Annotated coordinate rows
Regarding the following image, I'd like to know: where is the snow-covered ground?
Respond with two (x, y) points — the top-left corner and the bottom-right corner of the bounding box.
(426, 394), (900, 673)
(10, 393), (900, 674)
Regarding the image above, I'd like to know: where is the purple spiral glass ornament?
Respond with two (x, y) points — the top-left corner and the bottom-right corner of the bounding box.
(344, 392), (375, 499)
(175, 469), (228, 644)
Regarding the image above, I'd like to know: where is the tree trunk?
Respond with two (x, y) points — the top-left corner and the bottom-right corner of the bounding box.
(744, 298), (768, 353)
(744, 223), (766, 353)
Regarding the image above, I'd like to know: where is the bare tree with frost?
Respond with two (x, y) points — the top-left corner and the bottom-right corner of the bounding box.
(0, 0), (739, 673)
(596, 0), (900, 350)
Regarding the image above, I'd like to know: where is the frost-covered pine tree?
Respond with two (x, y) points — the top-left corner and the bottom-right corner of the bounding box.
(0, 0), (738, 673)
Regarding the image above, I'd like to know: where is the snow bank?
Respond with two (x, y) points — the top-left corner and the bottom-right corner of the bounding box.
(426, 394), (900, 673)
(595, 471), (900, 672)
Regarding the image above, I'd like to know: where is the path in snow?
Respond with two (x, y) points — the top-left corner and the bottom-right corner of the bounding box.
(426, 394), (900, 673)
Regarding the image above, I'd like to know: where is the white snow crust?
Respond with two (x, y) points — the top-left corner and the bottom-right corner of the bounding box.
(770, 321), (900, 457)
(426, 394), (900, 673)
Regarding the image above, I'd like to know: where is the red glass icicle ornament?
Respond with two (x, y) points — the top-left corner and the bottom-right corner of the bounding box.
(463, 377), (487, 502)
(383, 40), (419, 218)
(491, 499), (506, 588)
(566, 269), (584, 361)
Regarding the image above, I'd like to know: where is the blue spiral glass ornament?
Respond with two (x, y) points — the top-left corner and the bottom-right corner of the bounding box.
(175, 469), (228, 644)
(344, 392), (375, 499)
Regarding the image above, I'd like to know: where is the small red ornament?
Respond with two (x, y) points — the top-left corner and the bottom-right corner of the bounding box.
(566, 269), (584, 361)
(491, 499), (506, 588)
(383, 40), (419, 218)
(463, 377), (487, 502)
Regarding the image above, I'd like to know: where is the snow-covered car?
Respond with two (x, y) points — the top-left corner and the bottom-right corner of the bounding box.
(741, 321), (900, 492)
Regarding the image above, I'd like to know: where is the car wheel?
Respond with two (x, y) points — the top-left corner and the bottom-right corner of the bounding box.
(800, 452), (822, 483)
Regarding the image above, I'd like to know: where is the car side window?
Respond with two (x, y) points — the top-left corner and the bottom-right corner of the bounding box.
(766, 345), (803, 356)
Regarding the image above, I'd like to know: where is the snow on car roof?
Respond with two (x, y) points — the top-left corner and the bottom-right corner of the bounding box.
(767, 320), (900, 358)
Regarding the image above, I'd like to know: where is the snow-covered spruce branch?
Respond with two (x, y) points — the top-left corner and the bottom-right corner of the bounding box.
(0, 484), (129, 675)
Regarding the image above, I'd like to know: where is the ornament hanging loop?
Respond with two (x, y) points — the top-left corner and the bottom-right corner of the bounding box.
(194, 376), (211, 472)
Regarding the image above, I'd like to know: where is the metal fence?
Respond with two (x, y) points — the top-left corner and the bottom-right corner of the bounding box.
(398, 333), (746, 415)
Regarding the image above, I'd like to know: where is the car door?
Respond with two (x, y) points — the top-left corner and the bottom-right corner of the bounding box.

### DIRECTIONS FOR THIS TASK
Print the rows above again, line for line, with no changes.

### EXPECTED OUTPUT
Regarding the following image, I'd like to know: where is the snow-covered ground?
Respond with two (x, y) points — the top-left corner and the bottom-right corner of the bounding box.
(426, 394), (900, 673)
(10, 393), (900, 674)
Regarding the image above, I'd like to know: where is the purple spiral glass ornament?
Respond with two (x, y) points — the top-left corner and the bottom-right corner of the bounding box.
(344, 392), (375, 499)
(175, 469), (228, 644)
Regarding the image above, I'd like to know: where is the tree trunk?
Respond with two (x, y) points — the top-left corner and the bottom-right corner of the bounding box.
(744, 298), (768, 353)
(744, 223), (766, 353)
Regarding the image above, I'd like to know: where is the bare tree with frost?
Respond with two (x, y) points — the top-left corner and the bottom-right corner of the bounding box.
(0, 0), (739, 673)
(596, 0), (900, 350)
Regarding the image above, I'd like to know: where is the frost-covered pine tree?
Respond with two (x, y) points — the top-left corner and the bottom-right corner of the bounding box.
(0, 0), (738, 673)
Regarding the image above, I'd like to know: where is the snow bank?
Respond with two (x, y) points — the top-left corner and the bottom-right corner of the bounding box.
(426, 394), (900, 673)
(595, 471), (900, 672)
Regarding the image above, I'd like to know: where is the path in snow?
Respond with two (x, y) points — the top-left corner and the bottom-right corner of the bounding box.
(426, 394), (900, 673)
Regarding the image above, I'd like to know: where is the white snow crust?
Respond with two (x, y) points — the top-left corner and the bottom-right corner of the bounding box.
(770, 321), (900, 457)
(426, 394), (900, 673)
Regarding the image above, I'd like to know: where is the red glass icicle ornament?
Respond with two (x, y) points — the top-left corner and the bottom-right corner of the bounding box.
(463, 377), (487, 502)
(383, 40), (419, 218)
(491, 499), (506, 588)
(566, 269), (584, 361)
Regarding the image above, I'd like to know: where is the blue spiral glass ornament?
Respond with two (x, y) points — the top-left corner and the bottom-right corner of the bounding box.
(175, 469), (228, 644)
(344, 392), (375, 499)
Regarding the image above, I'd like to know: where is the small red ornament?
Respond with two (x, y) points — the top-left corner and the bottom-right corner of the bounding box.
(566, 269), (584, 361)
(491, 499), (506, 588)
(383, 40), (419, 218)
(463, 377), (487, 502)
Regarding the image above, I'd like to know: where is the snow-covered car?
Respond with two (x, y) points — the top-left corner and the bottom-right corner of the bounding box.
(741, 321), (900, 492)
Regarding the image above, I'd like to know: where is the car wheel?
Respond with two (x, y) points — the top-left corner and the bottom-right corner of the bounding box.
(800, 452), (822, 483)
Regarding the image above, I'd like to know: where is the car side window?
Respond with two (x, y) points — the top-left corner and the bottom-right corner of the bounding box.
(766, 345), (803, 356)
Regarding the image above, I'd like to know: where is the snow on car roof?
Respond with two (x, y) points — the top-left corner and the bottom-right corner of the bounding box.
(767, 320), (900, 358)
Regarding the image above, I'd like to know: where is the snow-covered spruce branch?
Respond with two (x, y) points — the top-left corner and the bottom-right corner of the bounding box.
(0, 484), (129, 675)
Regarding the image above, I'd like to know: where is the ornament hanging loop?
Respond with two (x, y) points — the top-left corner and the bottom-right corner of the bounding box.
(194, 376), (211, 472)
Regarding the image above, I'd like to know: where is the metal fence?
Respond with two (x, y) points — the top-left corner and the bottom-right corner of the bounding box.
(398, 333), (746, 415)
Regarding the image above, I'd like to know: where is the car door?
Respond with two (x, y) points — the top-left corner and the bottom-right corner of the bounding box.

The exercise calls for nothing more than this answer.